## Objective 1
In the entries, swap "drop a dot" for "put a dot" in the part that opens with the line containing "on the light" and runs to the end of the entries. Give only those lines, with nothing else altered.

## Provided text

** Begin **

How could we prove that for every positive integer $n$, the number
$$({\sqrt{2}+1})^{1/n} + ({\sqrt{2}-1})^{1/n}$$ is irrational?
I think it could be done inductively from a more general expression, but I don't know how.
I made an effort trying to solve it using many different methods.
Answer
Assume that for a certain positive integer $n$
$$
\big(\sqrt{2}-1\big)^{1/n}+\big(\sqrt{2}+1\big)^{1/n}\in \mathbb Q.
$$
Clearly, $\,\big(\sqrt{2}-1\big)^{1/n}\cdot\big(\sqrt{2}+1\big)^{1/n}=1$, and thus
$$
\left(\big(\sqrt{2}-1\big)^{1/n}+\big(\sqrt{2}+1\big)^{1/n}\right)^2=
\big(\sqrt{2}-1\big)^{2/n}+2+\big(\sqrt{2}+1\big)^{2/n}
\in \mathbb Q,
$$
and hence
$$
\big(\sqrt{2}-1\big)^{2/n}+\big(\sqrt{2}+1\big)^{2/n}
\in \mathbb Q.
$$
Next
$$
\left(\big(\sqrt{2}-1\big)^{1/n}+\big(\sqrt{2}+1\big)^{1/n}\right)^3=
\big(\sqrt{2}-1\big)^{3/n}+\big(\sqrt{2}+1\big)^{3/n}+3\left(\big(\sqrt{2}-1\big)^{1/n}+\big(\sqrt{2}+1\big)^{1/n}\right),
$$
and hence
$$
\big(\sqrt{2}-1\big)^{3/n}+\big(\sqrt{2}+1\big)^{3/n}\in\mathbb Q.

** End **

## Items
** Begin **

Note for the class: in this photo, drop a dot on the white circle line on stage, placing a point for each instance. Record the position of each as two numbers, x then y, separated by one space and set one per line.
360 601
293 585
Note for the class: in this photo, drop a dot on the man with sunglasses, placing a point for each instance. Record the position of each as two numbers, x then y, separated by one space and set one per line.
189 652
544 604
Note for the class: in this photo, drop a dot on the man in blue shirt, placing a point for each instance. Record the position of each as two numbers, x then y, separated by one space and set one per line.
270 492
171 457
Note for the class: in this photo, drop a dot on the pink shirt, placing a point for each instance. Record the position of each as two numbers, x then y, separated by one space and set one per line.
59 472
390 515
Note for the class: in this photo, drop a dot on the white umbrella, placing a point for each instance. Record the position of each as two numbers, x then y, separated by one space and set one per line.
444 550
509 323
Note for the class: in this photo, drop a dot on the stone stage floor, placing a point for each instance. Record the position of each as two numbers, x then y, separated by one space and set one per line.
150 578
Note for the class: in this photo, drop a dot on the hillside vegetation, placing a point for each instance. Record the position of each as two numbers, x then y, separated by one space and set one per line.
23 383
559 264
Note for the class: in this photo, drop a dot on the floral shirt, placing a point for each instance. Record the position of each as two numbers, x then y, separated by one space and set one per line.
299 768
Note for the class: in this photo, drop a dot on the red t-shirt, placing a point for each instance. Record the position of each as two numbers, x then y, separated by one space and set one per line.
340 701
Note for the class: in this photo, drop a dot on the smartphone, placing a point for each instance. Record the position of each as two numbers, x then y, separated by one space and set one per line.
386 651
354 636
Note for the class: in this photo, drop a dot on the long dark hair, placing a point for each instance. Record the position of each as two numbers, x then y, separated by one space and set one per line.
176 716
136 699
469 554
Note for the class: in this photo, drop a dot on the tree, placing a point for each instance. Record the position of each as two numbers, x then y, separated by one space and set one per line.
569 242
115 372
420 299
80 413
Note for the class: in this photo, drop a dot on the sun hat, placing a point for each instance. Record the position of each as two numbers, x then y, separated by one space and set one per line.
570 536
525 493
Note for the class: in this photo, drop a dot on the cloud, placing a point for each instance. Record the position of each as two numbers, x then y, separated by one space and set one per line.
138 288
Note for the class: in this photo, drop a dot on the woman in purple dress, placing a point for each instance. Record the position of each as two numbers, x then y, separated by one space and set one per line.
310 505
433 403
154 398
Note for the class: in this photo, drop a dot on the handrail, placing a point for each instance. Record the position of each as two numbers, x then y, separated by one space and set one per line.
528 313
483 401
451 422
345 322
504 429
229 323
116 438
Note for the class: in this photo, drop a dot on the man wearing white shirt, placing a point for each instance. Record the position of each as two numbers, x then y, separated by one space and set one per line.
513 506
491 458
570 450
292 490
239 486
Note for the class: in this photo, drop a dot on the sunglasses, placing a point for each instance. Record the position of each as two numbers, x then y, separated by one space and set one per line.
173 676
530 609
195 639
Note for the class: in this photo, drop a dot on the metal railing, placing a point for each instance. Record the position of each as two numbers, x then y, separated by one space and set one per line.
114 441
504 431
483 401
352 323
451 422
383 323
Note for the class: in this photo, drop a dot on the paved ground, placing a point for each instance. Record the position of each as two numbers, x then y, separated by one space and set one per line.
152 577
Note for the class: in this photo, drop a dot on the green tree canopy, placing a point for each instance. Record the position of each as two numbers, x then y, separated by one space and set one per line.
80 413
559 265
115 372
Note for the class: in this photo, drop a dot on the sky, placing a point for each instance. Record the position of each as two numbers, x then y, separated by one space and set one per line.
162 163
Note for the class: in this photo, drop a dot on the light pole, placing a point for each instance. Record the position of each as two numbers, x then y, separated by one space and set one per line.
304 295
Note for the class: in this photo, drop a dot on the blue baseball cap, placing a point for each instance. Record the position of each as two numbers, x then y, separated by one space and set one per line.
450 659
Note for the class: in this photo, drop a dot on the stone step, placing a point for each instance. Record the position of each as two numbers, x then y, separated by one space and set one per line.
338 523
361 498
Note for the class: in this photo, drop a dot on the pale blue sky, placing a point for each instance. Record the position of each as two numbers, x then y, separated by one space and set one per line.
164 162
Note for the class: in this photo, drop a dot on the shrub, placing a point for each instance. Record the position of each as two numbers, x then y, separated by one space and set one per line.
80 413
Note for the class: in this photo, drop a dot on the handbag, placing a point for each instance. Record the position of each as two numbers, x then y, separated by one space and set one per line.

** End **

## Objective 2
From the irrationality question, quote word for word the part that opens with the words containing "How could we" and closes with "don't know how.".

## Exercise solution 1
Note for the class: in this photo, put a dot on the light pole, placing a point for each instance. Record the position of each as two numbers, x then y, separated by one space and set one per line.
304 295
Note for the class: in this photo, put a dot on the blue baseball cap, placing a point for each instance. Record the position of each as two numbers, x then y, separated by one space and set one per line.
450 659
Note for the class: in this photo, put a dot on the stone step, placing a point for each instance. Record the position of each as two numbers, x then y, separated by one space and set one per line.
338 523
361 498
Note for the class: in this photo, put a dot on the pale blue sky, placing a point for each instance. Record the position of each as two numbers, x then y, separated by one space and set one per line.
164 162
Note for the class: in this photo, put a dot on the shrub, placing a point for each instance. Record the position of each as two numbers, x then y, separated by one space and set one per line.
80 413
Note for the class: in this photo, put a dot on the handbag, placing a point for each instance. Record the position of each as two numbers, x then y, separated by one space and set one per line.

## Exercise solution 2
How could we prove that for every positive integer $n$, the number
$$({\sqrt{2}+1})^{1/n} + ({\sqrt{2}-1})^{1/n}$$ is irrational?
I think it could be done inductively from a more general expression, but I don't know how.